Excerpted records:

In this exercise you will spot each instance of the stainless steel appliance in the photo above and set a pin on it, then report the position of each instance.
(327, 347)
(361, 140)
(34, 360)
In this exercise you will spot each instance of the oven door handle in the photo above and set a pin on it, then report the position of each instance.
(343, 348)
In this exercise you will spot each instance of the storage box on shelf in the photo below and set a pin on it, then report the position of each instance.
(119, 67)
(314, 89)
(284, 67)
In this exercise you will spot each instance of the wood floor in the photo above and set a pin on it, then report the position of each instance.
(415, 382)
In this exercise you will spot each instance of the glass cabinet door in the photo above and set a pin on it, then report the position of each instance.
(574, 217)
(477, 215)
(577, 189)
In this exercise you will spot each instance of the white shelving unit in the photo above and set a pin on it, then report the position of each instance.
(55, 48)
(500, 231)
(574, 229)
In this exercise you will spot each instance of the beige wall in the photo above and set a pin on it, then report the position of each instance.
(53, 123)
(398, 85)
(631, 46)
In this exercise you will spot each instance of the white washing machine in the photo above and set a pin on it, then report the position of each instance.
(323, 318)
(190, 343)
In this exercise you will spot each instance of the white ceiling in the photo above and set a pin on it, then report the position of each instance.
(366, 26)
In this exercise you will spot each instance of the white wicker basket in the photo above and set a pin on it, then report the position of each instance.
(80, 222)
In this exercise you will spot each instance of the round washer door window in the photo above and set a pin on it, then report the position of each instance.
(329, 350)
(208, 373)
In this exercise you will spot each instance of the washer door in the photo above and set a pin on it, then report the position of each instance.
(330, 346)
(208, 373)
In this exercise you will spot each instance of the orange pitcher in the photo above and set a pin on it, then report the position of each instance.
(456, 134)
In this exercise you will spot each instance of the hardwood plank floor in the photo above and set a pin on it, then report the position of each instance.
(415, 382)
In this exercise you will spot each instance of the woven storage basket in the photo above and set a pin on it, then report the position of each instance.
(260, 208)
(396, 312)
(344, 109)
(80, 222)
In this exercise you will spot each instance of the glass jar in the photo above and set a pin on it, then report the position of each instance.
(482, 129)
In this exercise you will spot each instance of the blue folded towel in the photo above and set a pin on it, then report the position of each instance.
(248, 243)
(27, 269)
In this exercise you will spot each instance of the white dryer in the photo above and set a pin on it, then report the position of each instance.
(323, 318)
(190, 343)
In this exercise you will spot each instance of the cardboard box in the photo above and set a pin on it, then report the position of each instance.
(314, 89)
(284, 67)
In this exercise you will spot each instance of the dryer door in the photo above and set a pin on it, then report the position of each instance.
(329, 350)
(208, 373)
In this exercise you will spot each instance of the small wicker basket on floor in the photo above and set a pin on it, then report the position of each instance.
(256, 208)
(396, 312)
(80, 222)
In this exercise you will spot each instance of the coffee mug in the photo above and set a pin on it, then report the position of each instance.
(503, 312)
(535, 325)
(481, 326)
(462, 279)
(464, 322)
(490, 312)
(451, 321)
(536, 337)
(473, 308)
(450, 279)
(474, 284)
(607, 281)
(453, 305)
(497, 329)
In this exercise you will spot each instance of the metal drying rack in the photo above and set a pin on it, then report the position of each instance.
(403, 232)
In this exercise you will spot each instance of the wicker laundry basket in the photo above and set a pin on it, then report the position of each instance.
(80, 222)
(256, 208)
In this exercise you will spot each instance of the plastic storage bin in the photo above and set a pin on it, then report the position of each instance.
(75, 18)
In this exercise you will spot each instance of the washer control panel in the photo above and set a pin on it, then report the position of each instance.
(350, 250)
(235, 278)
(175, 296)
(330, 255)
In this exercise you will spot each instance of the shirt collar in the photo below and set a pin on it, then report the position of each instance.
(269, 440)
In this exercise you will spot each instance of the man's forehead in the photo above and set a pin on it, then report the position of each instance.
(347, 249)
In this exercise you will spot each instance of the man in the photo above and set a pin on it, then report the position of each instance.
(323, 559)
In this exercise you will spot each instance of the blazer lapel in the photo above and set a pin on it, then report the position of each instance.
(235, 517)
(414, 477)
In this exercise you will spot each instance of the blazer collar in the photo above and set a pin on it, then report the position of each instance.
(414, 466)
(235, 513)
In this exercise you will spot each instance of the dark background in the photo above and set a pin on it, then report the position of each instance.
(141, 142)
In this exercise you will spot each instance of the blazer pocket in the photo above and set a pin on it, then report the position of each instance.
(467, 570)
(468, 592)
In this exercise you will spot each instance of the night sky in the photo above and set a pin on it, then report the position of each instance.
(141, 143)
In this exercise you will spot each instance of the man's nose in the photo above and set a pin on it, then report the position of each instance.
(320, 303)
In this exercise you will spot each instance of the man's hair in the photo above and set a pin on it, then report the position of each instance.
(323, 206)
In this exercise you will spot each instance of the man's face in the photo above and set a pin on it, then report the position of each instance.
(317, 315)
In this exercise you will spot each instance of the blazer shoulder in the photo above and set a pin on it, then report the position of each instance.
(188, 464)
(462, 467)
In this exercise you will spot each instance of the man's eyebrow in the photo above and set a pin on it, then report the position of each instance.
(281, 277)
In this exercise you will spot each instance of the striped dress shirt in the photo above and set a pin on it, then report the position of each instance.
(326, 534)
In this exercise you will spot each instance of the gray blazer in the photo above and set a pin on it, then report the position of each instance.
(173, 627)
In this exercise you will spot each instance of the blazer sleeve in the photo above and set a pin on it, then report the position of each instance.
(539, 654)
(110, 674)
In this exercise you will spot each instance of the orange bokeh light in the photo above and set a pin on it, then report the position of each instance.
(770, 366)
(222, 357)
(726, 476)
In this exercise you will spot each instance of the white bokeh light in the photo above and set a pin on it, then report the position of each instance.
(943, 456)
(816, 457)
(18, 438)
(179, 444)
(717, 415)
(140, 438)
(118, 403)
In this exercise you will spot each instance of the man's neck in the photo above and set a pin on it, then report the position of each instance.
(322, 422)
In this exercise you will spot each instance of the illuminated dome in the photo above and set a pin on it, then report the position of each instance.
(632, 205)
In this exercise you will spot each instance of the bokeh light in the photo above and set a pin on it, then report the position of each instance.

Work item: Write a verbatim copy of the listing above.

Solution to this task:
In this exercise you will spot each instance of the stainless steel appliance in the photo above and set a pin on it, then report the position of each instance.
(327, 347)
(361, 140)
(34, 360)
In this exercise you will spot each instance of the oven door handle in the photo above and set a pin on it, then report the position of each instance.
(343, 348)
In this exercise you will spot each instance of the storage box on shelf in the photo below and set a pin on it, then report the position of each instance.
(119, 67)
(314, 89)
(284, 67)
In this exercise you will spot each instance of the wood floor in the photo above and set a pin on it, then report the position of each instance.
(415, 382)
In this exercise you will spot each instance of the glass cabinet door in the photo above and set a pin on it, then report the position of each instance.
(574, 217)
(477, 215)
(577, 189)
In this exercise you will spot each instance of the white shelving unit in the photo above and set a pin on it, then report the position of each instance.
(55, 48)
(500, 231)
(574, 229)
In this exercise you will spot each instance of the beige wall in the photo above and set a pin on it, then report the position of each instance.
(53, 123)
(398, 85)
(631, 46)
In this exercise you will spot each instance of the white washing machine in the photo above and set a pin on it, then report the position of each instance.
(323, 318)
(190, 343)
In this exercise you will spot each instance of the white ceiling in the photo above and set a pin on it, then report the position of each instance.
(366, 26)
In this exercise you will spot each instance of the white wicker basket in the photo above and set a pin on it, then report the position of each instance.
(80, 222)
In this exercise you will spot each instance of the round washer door window in the photo above and set a pin on it, then report the position of each instance.
(329, 350)
(208, 373)
In this exercise you will spot each instance of the washer door in the photo above and set a pin on it, then report the position of each instance.
(330, 346)
(208, 373)
In this exercise you will spot each instance of the orange pitcher in the photo above and set a pin on it, then report the position of each instance.
(456, 134)
In this exercise you will spot each instance of the hardwood plank floor in the photo above and set a pin on it, then report the position of each instance.
(415, 382)
In this exercise you will spot each instance of the woven storage basket in the photo above and set a pin on it, then report the position of each instance.
(260, 208)
(396, 312)
(344, 109)
(80, 222)
In this exercise you will spot each instance of the glass jar in the photo above and set a pin on it, then report the position of each instance.
(482, 129)
In this exercise you will spot each instance of the blue folded towel in the photo above and set a pin on it, then report the position of each instance.
(248, 243)
(27, 269)
In this exercise you will spot each instance of the white dryer in the photo above and set a pin on it, then report the position of each instance.
(323, 318)
(190, 343)
In this exercise you will spot each instance of the cardboard box in the photo above and set a pin on it, then report the position of each instance.
(314, 89)
(284, 67)
In this exercise you will spot each instance of the dryer door in the photo above and set a pin on it, then report the position of each instance.
(329, 350)
(208, 373)
In this exercise you will spot each instance of the small wicker basket on floor in the photo above and set a pin on it, then report the position of each instance.
(256, 208)
(396, 312)
(80, 222)
In this exercise you will spot each instance of the coffee mug in the photo above and set a pin on it, then report the position of each instance.
(503, 312)
(535, 325)
(481, 326)
(462, 279)
(464, 322)
(490, 312)
(451, 321)
(536, 337)
(473, 308)
(450, 279)
(474, 284)
(607, 281)
(453, 305)
(497, 329)
In this exercise you will spot each instance of the metal drying rack in the photo above and set a pin on it, then report the position of each instance.
(403, 232)
In this exercise you will spot each instance of the wicker laundry basket in the photo above and set a pin on it, then report the position of each instance.
(80, 222)
(256, 208)
In this exercise you will spot each instance of the plastic storage bin in the photo above and set a pin on it, then report the position of each instance.
(75, 18)
In this exercise you will spot each instance of the washer control panel in the photo above and set a pin on it, then report the position of each instance.
(350, 250)
(235, 278)
(175, 296)
(330, 255)
In this exercise you will spot each instance of the shirt collar in the photo below and set a pin on it, then report the position of each instance.
(269, 440)
In this exercise you will spot each instance of the man's forehead in the photo above and set a pin on it, then report the position of each instance.
(347, 249)
In this exercise you will spot each instance of the man in the photo above and set a pin on it, then report the position of each instance.
(323, 559)
In this exercise you will spot each instance of the blazer lapel in the photo above and set a pin on it, then report the position of each instance.
(235, 517)
(414, 477)
In this exercise you will spot each instance of the blazer collar in the photo above and set a pin on it, then report the position of each instance.
(414, 466)
(235, 513)
In this exercise you will spot each instance of the dark background in the photo above and set a pin on it, then report the position of each instance.
(141, 142)
In this exercise you will spot each instance of the blazer pocket in the photo above and set a pin on it, then report the position of each instance.
(467, 570)
(468, 592)
In this exercise you will spot each instance of the night sky in the photo above and set a pin on it, then report the position of each instance.
(141, 143)
In this exercise you will spot each instance of the man's nose in the photo above and set a pin on it, then report the position of each instance.
(320, 303)
In this exercise you will spot each instance of the man's hair in the photo above and set a pin on it, then report the position of each instance.
(323, 206)
In this exercise you will spot each instance of the man's face in the photo above and set a pin on it, then report the position of each instance.
(317, 315)
In this exercise you will spot each instance of the blazer shoulder in the photo above and set a pin on it, then report the position of each instance.
(188, 464)
(462, 467)
In this exercise you will spot each instance of the man's eyebrow in the photo above and set a pin on it, then report the position of each instance.
(281, 277)
In this exercise you will spot each instance of the striped dress shirt in the photo above and set a pin on it, then report the position of each instance.
(326, 534)
In this exercise you will spot each instance of the gray blazer in the photo above and set a pin on it, then report the position of each instance.
(173, 627)
In this exercise you will spot each instance of the blazer sleeve in the photo above and set a pin on it, then report the position of each instance.
(539, 654)
(110, 674)
In this exercise you will spot each instance of the orange bokeh light in the photo above and set a pin on it, then report the position of each instance.
(770, 366)
(222, 357)
(726, 476)
In this exercise you will spot each instance of the white bokeh light in the photo above and set a pin on it, then report the position of each instance.
(943, 456)
(816, 457)
(18, 438)
(179, 444)
(717, 415)
(140, 438)
(118, 403)
In this exercise you will spot each instance of the man's neck in the photo above and set a pin on it, then report the position of each instance.
(322, 422)
In this exercise you will spot each instance of the illuminated dome in the photo above and set a pin on it, then report the position of each instance.
(632, 205)
In this exercise you will spot each instance of the bokeh light in the photo above and set a pin on it, then report the position of each instance.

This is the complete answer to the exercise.